- _MATERIAL SUPPLIED_:

■ ■ ■ ■ ■ ■ ■

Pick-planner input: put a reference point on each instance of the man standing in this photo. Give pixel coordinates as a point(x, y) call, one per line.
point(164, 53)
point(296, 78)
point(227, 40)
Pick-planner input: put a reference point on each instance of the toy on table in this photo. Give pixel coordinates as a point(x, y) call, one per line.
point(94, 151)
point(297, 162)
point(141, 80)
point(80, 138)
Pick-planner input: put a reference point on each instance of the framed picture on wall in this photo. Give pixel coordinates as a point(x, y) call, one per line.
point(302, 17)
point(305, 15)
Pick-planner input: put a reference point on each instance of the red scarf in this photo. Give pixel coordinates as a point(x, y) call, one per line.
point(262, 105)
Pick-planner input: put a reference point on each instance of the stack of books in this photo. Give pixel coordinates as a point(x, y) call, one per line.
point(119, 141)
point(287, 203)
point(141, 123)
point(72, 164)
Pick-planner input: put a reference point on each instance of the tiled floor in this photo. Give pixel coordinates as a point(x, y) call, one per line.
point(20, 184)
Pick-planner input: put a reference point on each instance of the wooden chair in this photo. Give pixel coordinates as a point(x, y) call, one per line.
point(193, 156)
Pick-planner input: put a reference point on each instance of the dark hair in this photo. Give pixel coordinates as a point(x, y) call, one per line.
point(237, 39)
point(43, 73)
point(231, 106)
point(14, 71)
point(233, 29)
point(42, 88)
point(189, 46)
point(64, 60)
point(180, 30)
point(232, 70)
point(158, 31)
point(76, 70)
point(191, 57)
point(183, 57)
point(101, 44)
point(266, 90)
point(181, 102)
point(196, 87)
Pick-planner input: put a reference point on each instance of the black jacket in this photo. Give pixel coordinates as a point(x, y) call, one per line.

■ ■ ■ ■ ■ ■ ■

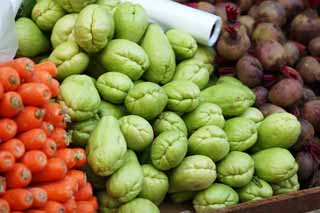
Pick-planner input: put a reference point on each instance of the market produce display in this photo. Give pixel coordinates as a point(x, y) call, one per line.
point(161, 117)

■ ■ ■ ■ ■ ■ ■

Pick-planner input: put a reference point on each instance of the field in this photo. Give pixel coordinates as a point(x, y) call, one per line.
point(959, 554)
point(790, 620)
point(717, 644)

■ ■ ■ ■ ■ ■ ■

- _PROBLEM STATEMENT_:
Convert the stretch of the records from the line containing "the man standing" through the line containing "point(262, 105)" into a Markdown table with the columns Row and Line. Number each line and omit any blank lines.

- _WRITTEN RESPONSE_:
| Row | Line |
|---|---|
| 1 | Pick-planner input: put a reference point on each instance of the man standing in this photo. Give pixel coordinates as a point(x, y) call, one per line. |
| 2 | point(164, 53) |
| 3 | point(296, 78) |
| 4 | point(227, 40) |
| 5 | Pick-planner input: put a reference point on each instance of the toy on table in this photo. Give pixel coordinates as a point(x, y) call, one per line. |
| 6 | point(94, 151) |
| 7 | point(297, 162) |
| 8 | point(141, 80) |
| 9 | point(80, 138) |
| 10 | Pick-planner input: put a reference point on each instance of the framed picture on wall in this photo. Give pixel coordinates as a point(x, y) call, one per line. |
| 11 | point(302, 17) |
| 12 | point(305, 15) |
| 13 | Pick-planner input: put a reference point on each instance of the red scarf in this photo. Give pixel coordinates as a point(x, y) call, one per line. |
| 14 | point(262, 105) |